→ TASK INSTRUCTIONS:
Pick out each line in the entries below that contains the string "glass" and copy it. Matches must have the same case.

(Excerpts from a point labeling dataset)

** BEGIN **

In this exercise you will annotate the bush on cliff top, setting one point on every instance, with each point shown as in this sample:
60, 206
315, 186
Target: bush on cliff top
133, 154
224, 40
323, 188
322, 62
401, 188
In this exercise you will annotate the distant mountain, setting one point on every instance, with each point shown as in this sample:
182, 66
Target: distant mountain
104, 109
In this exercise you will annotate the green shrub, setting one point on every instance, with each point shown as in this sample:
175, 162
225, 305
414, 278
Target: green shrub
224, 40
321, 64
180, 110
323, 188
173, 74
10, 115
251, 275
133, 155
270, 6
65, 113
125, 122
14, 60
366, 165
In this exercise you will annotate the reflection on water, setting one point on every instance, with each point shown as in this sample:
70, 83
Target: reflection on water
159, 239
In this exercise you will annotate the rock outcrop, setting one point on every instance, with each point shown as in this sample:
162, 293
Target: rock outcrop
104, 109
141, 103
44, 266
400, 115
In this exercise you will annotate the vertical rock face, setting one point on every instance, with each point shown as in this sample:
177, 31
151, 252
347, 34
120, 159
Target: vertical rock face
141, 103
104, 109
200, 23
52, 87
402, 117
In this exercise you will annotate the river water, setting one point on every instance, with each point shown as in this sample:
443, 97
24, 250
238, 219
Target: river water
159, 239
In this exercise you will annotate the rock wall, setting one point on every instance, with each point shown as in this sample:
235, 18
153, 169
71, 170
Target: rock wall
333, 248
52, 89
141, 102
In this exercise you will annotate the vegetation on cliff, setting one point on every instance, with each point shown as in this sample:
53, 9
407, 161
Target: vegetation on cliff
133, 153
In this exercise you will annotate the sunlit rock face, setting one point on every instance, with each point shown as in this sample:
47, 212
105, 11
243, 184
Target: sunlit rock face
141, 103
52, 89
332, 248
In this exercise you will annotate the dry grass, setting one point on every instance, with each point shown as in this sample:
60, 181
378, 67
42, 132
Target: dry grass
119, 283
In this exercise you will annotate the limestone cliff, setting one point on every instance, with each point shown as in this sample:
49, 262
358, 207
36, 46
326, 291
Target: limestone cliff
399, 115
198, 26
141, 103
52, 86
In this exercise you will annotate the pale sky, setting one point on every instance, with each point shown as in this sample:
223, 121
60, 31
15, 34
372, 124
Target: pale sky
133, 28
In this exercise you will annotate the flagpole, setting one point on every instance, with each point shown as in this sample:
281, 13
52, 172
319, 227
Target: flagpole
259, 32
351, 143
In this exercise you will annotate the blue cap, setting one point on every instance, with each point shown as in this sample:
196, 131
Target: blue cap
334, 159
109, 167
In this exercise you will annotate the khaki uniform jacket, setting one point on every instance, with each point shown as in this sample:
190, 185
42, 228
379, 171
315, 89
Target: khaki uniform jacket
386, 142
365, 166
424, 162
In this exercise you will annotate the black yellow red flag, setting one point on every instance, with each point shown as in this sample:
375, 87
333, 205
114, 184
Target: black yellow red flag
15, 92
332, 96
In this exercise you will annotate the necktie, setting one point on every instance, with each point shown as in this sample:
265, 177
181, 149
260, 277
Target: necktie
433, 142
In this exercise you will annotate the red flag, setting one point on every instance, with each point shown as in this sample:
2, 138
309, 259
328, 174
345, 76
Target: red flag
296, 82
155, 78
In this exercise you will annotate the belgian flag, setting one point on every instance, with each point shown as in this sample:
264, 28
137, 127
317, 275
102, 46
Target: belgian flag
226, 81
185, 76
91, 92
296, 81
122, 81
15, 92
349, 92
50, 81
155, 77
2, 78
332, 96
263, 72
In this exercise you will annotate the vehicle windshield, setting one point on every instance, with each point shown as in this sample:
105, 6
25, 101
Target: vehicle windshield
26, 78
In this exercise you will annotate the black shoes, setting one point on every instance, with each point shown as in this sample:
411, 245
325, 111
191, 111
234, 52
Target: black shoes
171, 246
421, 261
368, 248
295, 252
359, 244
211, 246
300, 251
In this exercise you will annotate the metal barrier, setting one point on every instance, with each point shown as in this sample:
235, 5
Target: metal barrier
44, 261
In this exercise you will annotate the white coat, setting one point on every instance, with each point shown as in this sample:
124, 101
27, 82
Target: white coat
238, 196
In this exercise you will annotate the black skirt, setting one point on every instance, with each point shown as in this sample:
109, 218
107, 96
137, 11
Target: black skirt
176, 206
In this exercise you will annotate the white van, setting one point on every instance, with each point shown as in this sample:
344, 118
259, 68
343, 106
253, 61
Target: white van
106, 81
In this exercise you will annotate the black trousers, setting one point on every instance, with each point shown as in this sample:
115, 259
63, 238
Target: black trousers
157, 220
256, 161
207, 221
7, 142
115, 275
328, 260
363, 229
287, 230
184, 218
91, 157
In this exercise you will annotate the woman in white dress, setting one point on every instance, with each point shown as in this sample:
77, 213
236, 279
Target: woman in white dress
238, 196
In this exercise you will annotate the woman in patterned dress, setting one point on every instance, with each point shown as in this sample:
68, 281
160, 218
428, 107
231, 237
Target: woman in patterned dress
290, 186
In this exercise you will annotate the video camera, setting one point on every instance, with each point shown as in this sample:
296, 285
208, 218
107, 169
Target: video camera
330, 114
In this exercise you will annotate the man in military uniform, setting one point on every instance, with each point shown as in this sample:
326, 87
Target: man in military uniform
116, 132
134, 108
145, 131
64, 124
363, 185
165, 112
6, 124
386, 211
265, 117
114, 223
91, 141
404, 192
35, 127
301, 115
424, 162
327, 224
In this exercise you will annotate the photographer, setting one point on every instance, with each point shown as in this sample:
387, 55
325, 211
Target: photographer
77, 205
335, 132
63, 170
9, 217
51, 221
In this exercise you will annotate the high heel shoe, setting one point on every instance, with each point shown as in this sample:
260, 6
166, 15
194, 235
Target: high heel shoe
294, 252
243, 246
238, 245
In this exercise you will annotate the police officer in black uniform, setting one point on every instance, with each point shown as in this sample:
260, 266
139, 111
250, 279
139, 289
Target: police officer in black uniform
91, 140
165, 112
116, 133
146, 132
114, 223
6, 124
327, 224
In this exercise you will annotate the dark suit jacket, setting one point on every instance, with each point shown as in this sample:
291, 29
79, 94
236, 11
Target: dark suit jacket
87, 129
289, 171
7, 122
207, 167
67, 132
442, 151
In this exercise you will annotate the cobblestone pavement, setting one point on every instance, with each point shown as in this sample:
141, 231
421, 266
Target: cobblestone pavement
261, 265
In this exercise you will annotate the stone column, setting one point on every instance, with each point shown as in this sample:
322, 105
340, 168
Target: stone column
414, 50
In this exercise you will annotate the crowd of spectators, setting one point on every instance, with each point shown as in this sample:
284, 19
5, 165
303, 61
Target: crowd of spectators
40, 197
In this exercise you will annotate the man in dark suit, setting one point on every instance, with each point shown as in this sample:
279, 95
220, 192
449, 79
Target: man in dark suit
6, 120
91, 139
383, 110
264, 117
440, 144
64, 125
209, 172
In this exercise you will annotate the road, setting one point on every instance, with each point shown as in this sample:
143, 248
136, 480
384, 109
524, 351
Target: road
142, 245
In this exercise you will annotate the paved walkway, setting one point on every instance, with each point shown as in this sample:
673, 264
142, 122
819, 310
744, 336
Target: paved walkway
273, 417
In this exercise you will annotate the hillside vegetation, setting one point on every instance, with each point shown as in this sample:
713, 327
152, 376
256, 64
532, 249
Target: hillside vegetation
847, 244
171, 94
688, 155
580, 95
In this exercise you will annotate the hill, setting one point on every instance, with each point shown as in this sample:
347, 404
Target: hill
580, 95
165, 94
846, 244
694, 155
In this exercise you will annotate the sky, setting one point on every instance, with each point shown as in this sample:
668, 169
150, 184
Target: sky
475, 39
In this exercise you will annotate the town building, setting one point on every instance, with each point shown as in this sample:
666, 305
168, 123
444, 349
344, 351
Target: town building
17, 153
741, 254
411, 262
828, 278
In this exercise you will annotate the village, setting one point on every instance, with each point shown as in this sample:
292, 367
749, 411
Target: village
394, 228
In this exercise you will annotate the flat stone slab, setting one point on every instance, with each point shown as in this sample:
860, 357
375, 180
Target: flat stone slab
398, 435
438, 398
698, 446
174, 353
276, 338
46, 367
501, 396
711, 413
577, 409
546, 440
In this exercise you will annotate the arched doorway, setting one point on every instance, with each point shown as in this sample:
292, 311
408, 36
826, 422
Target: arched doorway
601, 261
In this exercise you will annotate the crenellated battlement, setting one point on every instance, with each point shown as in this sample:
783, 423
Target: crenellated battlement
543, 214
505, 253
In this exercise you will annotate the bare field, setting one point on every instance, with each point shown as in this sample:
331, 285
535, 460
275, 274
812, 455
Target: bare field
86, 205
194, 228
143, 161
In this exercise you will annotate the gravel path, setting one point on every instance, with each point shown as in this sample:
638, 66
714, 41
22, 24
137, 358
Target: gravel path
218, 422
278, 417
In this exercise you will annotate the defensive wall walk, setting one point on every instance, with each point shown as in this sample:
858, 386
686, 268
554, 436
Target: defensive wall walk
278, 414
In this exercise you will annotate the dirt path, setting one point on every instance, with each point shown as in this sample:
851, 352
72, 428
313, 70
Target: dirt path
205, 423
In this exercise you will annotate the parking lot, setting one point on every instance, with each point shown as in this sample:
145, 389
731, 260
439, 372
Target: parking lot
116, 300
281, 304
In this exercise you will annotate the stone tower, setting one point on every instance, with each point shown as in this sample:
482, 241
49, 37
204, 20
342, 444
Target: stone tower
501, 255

** END **
** BEGIN **

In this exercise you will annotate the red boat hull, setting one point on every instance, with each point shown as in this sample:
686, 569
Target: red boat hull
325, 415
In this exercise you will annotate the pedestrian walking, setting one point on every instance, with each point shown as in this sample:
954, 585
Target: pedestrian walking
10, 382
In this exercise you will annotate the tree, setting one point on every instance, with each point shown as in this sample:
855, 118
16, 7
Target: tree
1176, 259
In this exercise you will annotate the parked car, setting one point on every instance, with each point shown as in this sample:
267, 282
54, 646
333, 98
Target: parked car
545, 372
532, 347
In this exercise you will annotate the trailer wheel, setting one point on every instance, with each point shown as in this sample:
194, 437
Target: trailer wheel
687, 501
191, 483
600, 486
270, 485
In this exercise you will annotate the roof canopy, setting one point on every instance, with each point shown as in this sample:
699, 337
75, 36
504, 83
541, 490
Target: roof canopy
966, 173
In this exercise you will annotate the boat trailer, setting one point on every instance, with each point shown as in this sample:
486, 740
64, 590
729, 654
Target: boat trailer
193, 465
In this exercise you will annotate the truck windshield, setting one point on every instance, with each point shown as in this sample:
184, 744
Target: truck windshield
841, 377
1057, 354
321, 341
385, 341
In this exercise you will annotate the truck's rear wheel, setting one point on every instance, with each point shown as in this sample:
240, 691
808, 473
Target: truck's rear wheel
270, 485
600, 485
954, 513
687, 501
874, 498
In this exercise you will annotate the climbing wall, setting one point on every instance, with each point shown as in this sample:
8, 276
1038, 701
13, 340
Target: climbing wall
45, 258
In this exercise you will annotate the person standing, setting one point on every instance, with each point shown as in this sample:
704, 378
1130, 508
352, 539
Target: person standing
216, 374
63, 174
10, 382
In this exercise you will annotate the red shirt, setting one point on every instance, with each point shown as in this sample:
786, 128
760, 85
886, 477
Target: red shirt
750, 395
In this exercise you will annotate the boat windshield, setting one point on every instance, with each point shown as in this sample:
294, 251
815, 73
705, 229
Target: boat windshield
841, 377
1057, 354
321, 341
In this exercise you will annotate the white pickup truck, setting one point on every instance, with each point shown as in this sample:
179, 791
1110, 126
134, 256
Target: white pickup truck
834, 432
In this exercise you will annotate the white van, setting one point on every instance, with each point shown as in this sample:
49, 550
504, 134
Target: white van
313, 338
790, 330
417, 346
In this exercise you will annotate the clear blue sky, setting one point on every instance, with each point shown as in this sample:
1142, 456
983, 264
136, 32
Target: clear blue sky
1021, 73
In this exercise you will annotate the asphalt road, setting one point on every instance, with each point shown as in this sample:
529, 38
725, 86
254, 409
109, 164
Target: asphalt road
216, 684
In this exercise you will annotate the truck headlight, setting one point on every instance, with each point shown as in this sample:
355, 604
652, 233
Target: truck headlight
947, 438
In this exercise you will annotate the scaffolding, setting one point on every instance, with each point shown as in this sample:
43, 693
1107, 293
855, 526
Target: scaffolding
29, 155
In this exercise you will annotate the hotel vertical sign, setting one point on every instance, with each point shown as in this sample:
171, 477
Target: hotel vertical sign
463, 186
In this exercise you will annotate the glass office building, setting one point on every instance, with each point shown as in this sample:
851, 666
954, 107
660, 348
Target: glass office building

** END **

→ THE REPLY:
In this exercise you will annotate the glass office building, setting one point on every instance, with each point shown as in this sample:
Target: glass office building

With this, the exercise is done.